══ ENTRIES PROVIDED ══

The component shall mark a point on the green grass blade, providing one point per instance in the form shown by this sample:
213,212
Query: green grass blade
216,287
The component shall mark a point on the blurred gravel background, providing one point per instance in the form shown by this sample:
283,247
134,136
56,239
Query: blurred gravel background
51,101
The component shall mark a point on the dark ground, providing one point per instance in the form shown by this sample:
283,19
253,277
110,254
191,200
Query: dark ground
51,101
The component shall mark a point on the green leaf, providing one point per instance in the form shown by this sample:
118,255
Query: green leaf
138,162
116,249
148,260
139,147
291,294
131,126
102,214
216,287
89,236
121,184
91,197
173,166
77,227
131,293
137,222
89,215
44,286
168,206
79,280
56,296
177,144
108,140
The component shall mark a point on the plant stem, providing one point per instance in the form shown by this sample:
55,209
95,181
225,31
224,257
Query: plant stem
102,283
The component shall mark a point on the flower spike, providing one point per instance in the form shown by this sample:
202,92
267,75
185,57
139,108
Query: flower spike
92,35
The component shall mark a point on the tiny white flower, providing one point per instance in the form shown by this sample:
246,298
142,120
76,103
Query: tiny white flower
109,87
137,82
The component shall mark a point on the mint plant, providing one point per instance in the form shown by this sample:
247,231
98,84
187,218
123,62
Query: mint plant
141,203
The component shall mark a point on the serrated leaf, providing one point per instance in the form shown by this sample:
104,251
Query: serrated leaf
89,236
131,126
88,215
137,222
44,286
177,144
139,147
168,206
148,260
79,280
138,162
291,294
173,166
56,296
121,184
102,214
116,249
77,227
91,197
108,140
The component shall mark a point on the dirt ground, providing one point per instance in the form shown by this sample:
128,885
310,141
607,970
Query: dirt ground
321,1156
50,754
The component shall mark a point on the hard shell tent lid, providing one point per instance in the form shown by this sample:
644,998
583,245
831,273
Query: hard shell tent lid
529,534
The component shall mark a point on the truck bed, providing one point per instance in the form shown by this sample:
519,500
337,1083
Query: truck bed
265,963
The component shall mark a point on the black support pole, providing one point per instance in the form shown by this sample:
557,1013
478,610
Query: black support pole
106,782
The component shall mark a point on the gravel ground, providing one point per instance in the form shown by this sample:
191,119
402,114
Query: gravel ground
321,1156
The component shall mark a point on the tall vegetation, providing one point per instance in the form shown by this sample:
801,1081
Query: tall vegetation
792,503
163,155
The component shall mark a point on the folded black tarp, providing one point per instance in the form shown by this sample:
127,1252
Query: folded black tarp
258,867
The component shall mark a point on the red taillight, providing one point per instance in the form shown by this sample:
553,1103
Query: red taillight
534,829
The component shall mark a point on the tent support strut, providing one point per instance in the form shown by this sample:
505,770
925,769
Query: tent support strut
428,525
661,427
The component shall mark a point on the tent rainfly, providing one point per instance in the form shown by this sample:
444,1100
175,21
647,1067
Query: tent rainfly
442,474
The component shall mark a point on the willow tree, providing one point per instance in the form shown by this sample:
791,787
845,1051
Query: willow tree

═══

Up to and including the last line of the material, reproduce every line exactly, beginning with the one that contains "Query: red taillight" and adding nothing else.

— RESPONSE BELOW —
Query: red taillight
534,829
The component shall mark a point on the tent support strut, providing one point per instance in the form shown by this sample:
505,770
925,769
Query: tent support strut
428,525
661,427
The component shall mark a point on the tent rainfly, providing one point per instance in the form shown by this sample:
444,1100
175,21
647,1067
Query: tent rainfly
442,474
The component shall mark a point on the willow tree, providing one point per instance in the form shown by this sample:
791,787
845,1051
Query: willow tree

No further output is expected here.